## Goal
Print all the entries verbatim.

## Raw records
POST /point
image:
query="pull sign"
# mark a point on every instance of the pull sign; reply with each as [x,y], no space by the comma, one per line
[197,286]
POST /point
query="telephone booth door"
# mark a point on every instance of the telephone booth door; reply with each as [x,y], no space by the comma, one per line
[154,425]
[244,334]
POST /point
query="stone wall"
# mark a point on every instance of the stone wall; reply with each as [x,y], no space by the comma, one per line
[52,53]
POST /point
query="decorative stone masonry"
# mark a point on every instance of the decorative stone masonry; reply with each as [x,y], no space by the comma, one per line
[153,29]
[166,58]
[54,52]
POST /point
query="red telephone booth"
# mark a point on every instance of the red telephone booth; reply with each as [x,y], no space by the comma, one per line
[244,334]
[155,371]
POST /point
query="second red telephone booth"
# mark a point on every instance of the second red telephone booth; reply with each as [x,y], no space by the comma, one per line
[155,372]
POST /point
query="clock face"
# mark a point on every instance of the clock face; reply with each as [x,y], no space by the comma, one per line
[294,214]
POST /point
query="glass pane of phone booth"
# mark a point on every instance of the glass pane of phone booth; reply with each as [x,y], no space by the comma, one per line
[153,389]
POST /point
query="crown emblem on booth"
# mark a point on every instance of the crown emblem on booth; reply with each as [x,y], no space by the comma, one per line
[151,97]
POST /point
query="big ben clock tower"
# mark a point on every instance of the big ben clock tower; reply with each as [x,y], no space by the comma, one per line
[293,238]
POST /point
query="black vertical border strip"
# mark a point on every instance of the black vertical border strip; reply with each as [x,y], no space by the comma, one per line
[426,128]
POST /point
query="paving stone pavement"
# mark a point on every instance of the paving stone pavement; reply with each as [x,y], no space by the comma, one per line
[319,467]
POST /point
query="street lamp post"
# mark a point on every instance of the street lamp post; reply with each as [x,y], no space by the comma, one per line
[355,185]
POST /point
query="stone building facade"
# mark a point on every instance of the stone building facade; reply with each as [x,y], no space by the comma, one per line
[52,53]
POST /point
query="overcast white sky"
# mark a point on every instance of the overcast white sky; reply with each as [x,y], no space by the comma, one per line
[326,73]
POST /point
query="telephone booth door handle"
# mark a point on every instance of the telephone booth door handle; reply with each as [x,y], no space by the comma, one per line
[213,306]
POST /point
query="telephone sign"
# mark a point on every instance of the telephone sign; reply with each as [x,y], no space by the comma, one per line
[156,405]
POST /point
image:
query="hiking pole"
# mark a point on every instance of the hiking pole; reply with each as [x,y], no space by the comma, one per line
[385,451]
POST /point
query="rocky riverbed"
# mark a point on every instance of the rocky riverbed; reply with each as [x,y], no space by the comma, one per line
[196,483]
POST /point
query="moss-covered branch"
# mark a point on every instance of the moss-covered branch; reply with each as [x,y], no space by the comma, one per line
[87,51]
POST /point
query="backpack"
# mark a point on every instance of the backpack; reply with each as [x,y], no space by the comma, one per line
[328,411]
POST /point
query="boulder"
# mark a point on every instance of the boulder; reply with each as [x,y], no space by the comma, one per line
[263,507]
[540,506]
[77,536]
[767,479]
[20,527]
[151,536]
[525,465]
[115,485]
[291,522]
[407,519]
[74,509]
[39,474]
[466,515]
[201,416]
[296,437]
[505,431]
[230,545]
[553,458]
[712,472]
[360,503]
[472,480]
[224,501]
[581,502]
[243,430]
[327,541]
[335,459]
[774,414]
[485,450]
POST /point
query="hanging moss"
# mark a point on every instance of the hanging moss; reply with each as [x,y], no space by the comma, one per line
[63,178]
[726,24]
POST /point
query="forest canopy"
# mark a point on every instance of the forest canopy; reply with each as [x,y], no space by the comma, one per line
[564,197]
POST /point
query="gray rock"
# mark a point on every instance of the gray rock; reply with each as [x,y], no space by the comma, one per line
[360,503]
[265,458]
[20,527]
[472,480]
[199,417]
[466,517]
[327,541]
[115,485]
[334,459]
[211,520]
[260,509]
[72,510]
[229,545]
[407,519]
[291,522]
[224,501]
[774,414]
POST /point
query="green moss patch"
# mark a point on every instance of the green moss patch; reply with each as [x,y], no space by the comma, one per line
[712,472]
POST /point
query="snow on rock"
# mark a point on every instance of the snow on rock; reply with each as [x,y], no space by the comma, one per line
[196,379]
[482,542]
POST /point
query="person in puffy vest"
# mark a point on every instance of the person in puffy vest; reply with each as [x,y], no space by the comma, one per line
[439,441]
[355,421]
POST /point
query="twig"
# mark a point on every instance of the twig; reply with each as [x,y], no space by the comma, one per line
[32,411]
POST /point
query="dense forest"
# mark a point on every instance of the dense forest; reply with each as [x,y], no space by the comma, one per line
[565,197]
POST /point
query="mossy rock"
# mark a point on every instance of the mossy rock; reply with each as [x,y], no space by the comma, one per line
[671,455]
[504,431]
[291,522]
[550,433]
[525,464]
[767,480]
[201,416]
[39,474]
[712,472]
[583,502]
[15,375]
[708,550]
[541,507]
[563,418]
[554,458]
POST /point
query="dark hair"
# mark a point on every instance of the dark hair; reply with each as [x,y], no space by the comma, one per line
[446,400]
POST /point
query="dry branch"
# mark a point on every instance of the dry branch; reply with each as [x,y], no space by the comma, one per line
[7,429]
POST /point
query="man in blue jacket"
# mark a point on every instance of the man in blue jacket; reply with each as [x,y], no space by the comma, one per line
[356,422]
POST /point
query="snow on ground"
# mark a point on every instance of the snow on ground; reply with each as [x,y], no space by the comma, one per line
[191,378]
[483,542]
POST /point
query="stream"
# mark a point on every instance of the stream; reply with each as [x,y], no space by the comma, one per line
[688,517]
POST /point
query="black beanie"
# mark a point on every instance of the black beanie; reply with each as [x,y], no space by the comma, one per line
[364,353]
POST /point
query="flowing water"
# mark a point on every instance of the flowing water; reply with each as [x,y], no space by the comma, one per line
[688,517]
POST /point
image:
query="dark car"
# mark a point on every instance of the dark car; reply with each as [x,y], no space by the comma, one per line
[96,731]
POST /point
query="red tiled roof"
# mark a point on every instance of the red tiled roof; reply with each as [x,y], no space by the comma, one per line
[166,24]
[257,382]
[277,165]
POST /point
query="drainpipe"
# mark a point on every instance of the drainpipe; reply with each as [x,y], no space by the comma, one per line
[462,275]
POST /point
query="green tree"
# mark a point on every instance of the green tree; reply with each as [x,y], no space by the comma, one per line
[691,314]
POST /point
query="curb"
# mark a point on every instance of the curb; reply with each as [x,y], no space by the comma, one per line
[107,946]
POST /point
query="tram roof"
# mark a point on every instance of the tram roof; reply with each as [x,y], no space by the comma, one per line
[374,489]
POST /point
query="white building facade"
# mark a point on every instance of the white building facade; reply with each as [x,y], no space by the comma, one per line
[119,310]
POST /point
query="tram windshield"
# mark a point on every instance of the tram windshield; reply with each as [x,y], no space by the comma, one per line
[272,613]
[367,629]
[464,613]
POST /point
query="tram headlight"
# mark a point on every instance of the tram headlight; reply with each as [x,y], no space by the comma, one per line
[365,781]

## The result
POST /point
image:
query="pull sign"
# mark a point on every instance of the pull sign; reply with each as [x,y], no space by the comma, one per line
[197,286]
POST /point
query="telephone booth door"
# mark a point on every instance of the telephone booth door; reply with each as [x,y], no space by the comma, one per line
[154,425]
[244,334]
POST /point
query="stone wall"
# mark a point on every instance of the stone wall; reply with each as [x,y], no space by the comma, one per line
[52,53]
POST /point
query="decorative stone masonry"
# mark a point on every instance of the decorative stone masonry; reply with each as [x,y], no space by the comma, one per line
[153,29]
[166,58]
[54,52]
POST /point
query="red telephone booth"
# mark a point on every instance of the red telephone booth; reply with each as [x,y], no space by the comma, one per line
[244,334]
[155,371]
POST /point
query="second red telephone booth"
# mark a point on every instance of the second red telephone booth; reply with each as [x,y], no space by the comma, one per line
[155,372]
POST /point
query="clock face"
# mark a point on every instance of the clock face; reply with each as [x,y], no space by the comma, one per line
[294,214]
POST /point
query="glass pane of phone booth"
# mark a point on every instance of the glass pane of phone booth; reply with each as [x,y], no space by the comma, one per line
[153,389]
POST /point
query="crown emblem on booth"
# mark a point on every instance of the crown emblem on booth; reply with each as [x,y], no space by the comma, one per line
[151,97]
POST /point
query="big ben clock tower"
# mark a point on every instance of the big ben clock tower; reply with each as [x,y], no space by the comma, one per line
[293,238]
POST /point
query="black vertical border strip"
# mark a point on every instance of the black vertical border strip; reply with each as [x,y], no space by the comma, one per line
[426,128]
POST /point
query="paving stone pavement"
# mark a point on every instance of the paving stone pavement; reply with each as [x,y], no space by the comma, one per line
[319,467]
POST /point
query="street lamp post"
# mark a point on every instance of the street lamp post; reply with each as [x,y], no space by the comma, one per line
[355,185]
POST /point
query="stone building facade"
# mark a point on every instance of the stone building facade; reply with each as [x,y], no space by the comma, one per line
[52,53]
POST /point
query="overcast white sky"
# mark a point on every instance of the overcast white sky; reply with each as [x,y], no space by the comma, one per line
[326,73]
POST /point
query="telephone booth door handle"
# mark a point on every instance of the telephone booth door handle; reply with each as [x,y], no space by the comma, one per line
[213,306]
POST /point
query="telephone sign"
# mark a point on every instance of the telephone sign; reply with each as [x,y], no space by the comma, one per line
[156,405]
POST /point
image:
query="hiking pole"
# mark a point on every instance of the hiking pole; reply with each as [x,y], no space by the comma, one per line
[385,451]
POST /point
query="rocky riverbed"
# mark a point on every instance of the rocky riverbed; reply with each as [x,y], no space by the comma, one per line
[196,483]
POST /point
query="moss-covered branch"
# mark a point on every instance of the moss-covered branch; reply with each as [x,y], no space by the comma, one per line
[87,51]
POST /point
query="backpack"
# mark a point on every instance of the backpack; reply with each as [x,y], no space by the comma, one per line
[328,411]
POST /point
query="boulder"
# mark a point on every instance of the boulder; reply with each as [x,y], no space by the comma, one per line
[263,507]
[540,506]
[77,536]
[767,479]
[20,527]
[151,536]
[525,465]
[115,485]
[291,522]
[407,519]
[74,509]
[39,474]
[466,515]
[201,416]
[296,437]
[505,431]
[230,545]
[553,458]
[712,472]
[360,503]
[472,480]
[224,501]
[581,502]
[243,430]
[327,541]
[335,459]
[774,414]
[485,450]
POST /point
query="hanging moss"
# mark a point on every instance of the hanging moss; reply with each as [x,y], no space by the comma, one per line
[63,178]
[726,24]
POST /point
query="forest canopy"
# mark a point on every instance of the forest canopy; reply with each as [x,y], no space by the comma, one per line
[564,197]
POST /point
query="gray rock"
# mark a point on every instance of the gray rock; reply with each as [x,y], no space by the comma, one per line
[360,503]
[265,458]
[20,527]
[472,480]
[199,417]
[466,517]
[327,541]
[115,485]
[334,459]
[211,520]
[260,509]
[72,510]
[229,545]
[407,519]
[291,522]
[224,501]
[774,414]
POST /point
query="green moss patch"
# mark a point on every instance of the green moss patch; reply with each as [x,y], no space by the comma, one per line
[712,472]
POST /point
query="snow on rock"
# mark a point on every instance of the snow on rock; reply with each as [x,y], no space by the comma, one per line
[196,379]
[482,542]
POST /point
query="person in puffy vest"
# mark a point on every instance of the person in puffy vest; reply with each as [x,y], no space by the comma, one per line
[439,441]
[355,421]
POST /point
query="twig"
# mark a point on every instance of the twig; reply with each as [x,y], no space by the comma, one per line
[32,411]
POST /point
query="dense forest"
# mark a point on every instance of the dense forest; reply with each as [x,y], no space by the comma, one per line
[565,197]
POST /point
query="mossy rock"
# mark a point on every instance of the mossy rock; reply with each as [x,y], no space by the comma, one per line
[671,455]
[504,431]
[291,522]
[550,433]
[525,464]
[767,480]
[201,416]
[39,474]
[712,472]
[583,502]
[15,375]
[708,550]
[541,507]
[563,418]
[554,458]
POST /point
query="dark hair"
# mark a point on every instance of the dark hair; reply with each as [x,y], no space by the comma, one per line
[446,400]
POST /point
query="dry branch"
# mark a point on every instance of the dry branch; reply with each as [x,y], no space by the comma, one per line
[7,429]
POST /point
query="man in blue jacket"
# mark a point on every instance of the man in blue jacket; reply with each as [x,y], no space by the comma, one per line
[356,422]
POST /point
query="snow on ground"
# mark a point on every instance of the snow on ground; reply with each as [x,y], no space by the comma, one per line
[191,378]
[483,542]
POST /point
query="stream"
# mark a point on every instance of the stream; reply with each as [x,y], no space by the comma, one per line
[688,517]
POST /point
query="black beanie"
# mark a point on every instance of the black beanie; reply with each as [x,y], no space by the comma, one per line
[364,353]
POST /point
query="flowing water"
# mark a point on every instance of the flowing water; reply with each as [x,y], no space by the comma, one per line
[688,517]
POST /point
image:
query="dark car"
# mark a point on every instance of the dark car; reply with each as [x,y], no space by the comma, one per line
[96,731]
POST /point
query="red tiled roof"
# mark a point on every instance of the red tiled roof; reply with each as [x,y], no space by the comma, one per line
[166,24]
[257,382]
[277,165]
POST /point
query="drainpipe"
# mark a point on every instance of the drainpipe; reply with each as [x,y], no space by the comma, one per line
[462,275]
POST /point
query="green tree"
# mark a point on every instance of the green tree; reply with each as [x,y], no space by the comma, one per line
[691,314]
POST /point
query="curb"
# mark a point on every instance of the curb; reply with each as [x,y], no space by the comma, one per line
[107,946]
POST /point
query="tram roof"
# mark a point on every instance of the tram roof; reply with each as [x,y], no space by the comma, one per line
[374,489]
POST /point
query="white building facade"
# mark a point on every instance of the white building facade; reply with each as [x,y], no space by the comma, one per line
[119,310]
POST /point
query="tram windshield"
# mark a point on every instance of the tram windshield; reply with each as [x,y], no space by the comma, one per line
[272,613]
[367,629]
[464,613]
POST /point
query="tram headlight"
# mark a point on every instance of the tram headlight; reply with each as [x,y], no space by the comma, one per line
[365,781]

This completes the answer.